Please retype all of the data below, word for word.

Saved entries:
- - - - -
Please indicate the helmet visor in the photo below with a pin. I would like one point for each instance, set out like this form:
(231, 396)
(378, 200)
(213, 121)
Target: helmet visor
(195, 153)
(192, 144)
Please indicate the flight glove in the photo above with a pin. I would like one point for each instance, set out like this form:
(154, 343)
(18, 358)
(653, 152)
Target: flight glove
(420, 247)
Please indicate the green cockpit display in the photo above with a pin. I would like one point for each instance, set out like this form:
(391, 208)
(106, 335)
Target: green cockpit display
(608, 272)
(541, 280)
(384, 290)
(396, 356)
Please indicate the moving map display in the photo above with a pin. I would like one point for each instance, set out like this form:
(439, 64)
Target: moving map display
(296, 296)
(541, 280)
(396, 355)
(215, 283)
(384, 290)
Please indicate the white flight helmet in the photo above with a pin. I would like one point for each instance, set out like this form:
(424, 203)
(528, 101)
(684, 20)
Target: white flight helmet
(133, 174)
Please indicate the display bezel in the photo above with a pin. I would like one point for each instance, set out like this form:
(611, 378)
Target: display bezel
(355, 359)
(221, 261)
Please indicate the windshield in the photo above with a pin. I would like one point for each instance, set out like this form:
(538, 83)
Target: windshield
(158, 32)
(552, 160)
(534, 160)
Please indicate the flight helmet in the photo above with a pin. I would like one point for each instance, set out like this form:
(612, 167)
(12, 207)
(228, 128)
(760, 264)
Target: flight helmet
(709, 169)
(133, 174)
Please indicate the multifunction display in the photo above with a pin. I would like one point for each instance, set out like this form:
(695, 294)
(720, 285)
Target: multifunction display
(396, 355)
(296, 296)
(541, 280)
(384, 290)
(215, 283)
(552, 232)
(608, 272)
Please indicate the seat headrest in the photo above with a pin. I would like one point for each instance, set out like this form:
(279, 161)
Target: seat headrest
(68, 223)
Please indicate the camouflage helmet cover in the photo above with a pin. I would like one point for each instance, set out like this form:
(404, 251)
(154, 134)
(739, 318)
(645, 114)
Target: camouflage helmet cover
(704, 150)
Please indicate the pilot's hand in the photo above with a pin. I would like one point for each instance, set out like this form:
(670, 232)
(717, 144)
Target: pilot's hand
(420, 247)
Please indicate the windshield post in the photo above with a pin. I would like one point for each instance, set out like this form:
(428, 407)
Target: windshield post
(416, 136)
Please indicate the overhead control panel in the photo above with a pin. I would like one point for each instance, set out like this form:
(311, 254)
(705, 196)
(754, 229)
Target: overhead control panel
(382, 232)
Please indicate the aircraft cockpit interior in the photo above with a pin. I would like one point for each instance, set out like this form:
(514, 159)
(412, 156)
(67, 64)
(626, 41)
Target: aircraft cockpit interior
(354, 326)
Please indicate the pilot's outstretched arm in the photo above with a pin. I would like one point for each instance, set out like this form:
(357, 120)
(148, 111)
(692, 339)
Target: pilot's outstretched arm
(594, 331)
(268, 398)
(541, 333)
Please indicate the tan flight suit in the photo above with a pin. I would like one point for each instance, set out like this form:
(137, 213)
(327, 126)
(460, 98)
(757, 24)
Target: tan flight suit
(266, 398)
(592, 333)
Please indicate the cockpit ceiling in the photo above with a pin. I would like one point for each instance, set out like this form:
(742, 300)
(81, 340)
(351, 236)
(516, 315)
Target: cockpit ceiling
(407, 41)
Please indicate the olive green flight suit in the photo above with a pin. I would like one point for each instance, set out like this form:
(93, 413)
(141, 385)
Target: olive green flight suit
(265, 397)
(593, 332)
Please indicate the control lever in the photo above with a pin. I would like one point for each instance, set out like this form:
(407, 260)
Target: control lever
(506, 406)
- - - - -
▸ Solution to this task
Please indicate the helmet visor in the photo below with a pin. I would like one point for each instance, set out like this form:
(231, 396)
(378, 200)
(213, 121)
Target: helmet visor
(195, 153)
(192, 144)
Please indicate the flight glove in the photo above with a pin. I would like one point for each instance, set out like this form:
(154, 343)
(18, 358)
(653, 152)
Target: flight glove
(420, 247)
Please indicate the green cockpit display in the photo above with a pin. I would like one point for each instance, set out like this form:
(391, 208)
(106, 335)
Target: green cockpit display
(608, 272)
(541, 280)
(384, 290)
(396, 356)
Please indicate the moving map display in the photo above with a pin. I would like one point for each instance, set out like this form:
(439, 64)
Target: moving map display
(296, 296)
(541, 280)
(396, 355)
(215, 283)
(384, 290)
Please indicate the white flight helmet in the photo above with a pin. I would like one point for each instance, set out like this form:
(424, 203)
(528, 101)
(684, 20)
Target: white flight helmet
(133, 174)
Please indicate the display bezel in the photo above with a pin. I would like one point for each instance, set out like this form:
(611, 378)
Target: display bezel
(355, 359)
(221, 261)
Please indicate the windshield in the photo above with a pin. I would like one point for each instance, set out like this form:
(538, 83)
Target: windshield
(158, 32)
(552, 160)
(534, 160)
Please indicate the flight helmet in the photo above with a pin. I would like one point for each instance, set out like this form:
(612, 167)
(12, 207)
(228, 128)
(760, 264)
Target: flight helmet
(709, 169)
(133, 174)
Please indicate the multifunction display in the photo above with a pin. I would like one point for each instance, set out like this form:
(695, 294)
(720, 285)
Target: multifunction display
(396, 355)
(296, 296)
(541, 280)
(384, 290)
(215, 283)
(552, 232)
(608, 272)
Please indicate the seat headrest in the photo above with a pin. I would like one point for each instance, set out like this form:
(279, 161)
Target: seat headrest
(68, 223)
Please indicate the camouflage helmet cover in the photo above with a pin. I would like one point for each instance, set out like this form:
(404, 251)
(154, 134)
(739, 318)
(645, 114)
Target: camouflage helmet cover
(704, 150)
Please indicate the pilot's hand in the photo above with a pin. I would like one point for each instance, set out like this form:
(670, 232)
(717, 144)
Target: pilot's hand
(420, 247)
Please indicate the windshield post in the photo above with a pin. I would like one point for each instance, set out like this form:
(428, 407)
Target: windshield post
(416, 136)
Please indicate the overhead control panel in the photo above with a pin. I would like one point for each instance, set out like this form:
(311, 254)
(705, 196)
(754, 229)
Target: overhead control panel
(382, 232)
Please indicate the aircraft cockpit interior in the photo above with a pin. I would like one point for each instance, set out like this form:
(514, 159)
(412, 156)
(67, 64)
(626, 41)
Target: aircraft cockpit interior
(354, 326)
Please indicate the pilot's outstretched arm in the photo above with a pin. I would like one point for each instance, set out like this form:
(357, 120)
(148, 111)
(692, 339)
Target: pilot's outstretched arm
(594, 331)
(268, 398)
(541, 333)
Please indicate the tan flight suit in the photo above with a pin. I would like one point for each instance, set out like this form:
(137, 213)
(327, 126)
(460, 98)
(757, 24)
Target: tan flight suit
(266, 398)
(592, 333)
Please indicate the cockpit ceiling in the photo above with a pin. I would like one point for each instance, set out like this form:
(742, 300)
(81, 340)
(351, 236)
(516, 315)
Target: cockpit ceiling
(407, 41)
Please indicate the olive green flight suit in the photo above with a pin. I would like one point for each instance, set out like this form:
(93, 413)
(141, 385)
Target: olive green flight suit
(265, 397)
(593, 332)
Please indicate the control lever in the photo above with a pin. I would like one point for each instance, set out like this form:
(407, 260)
Target: control lever
(506, 406)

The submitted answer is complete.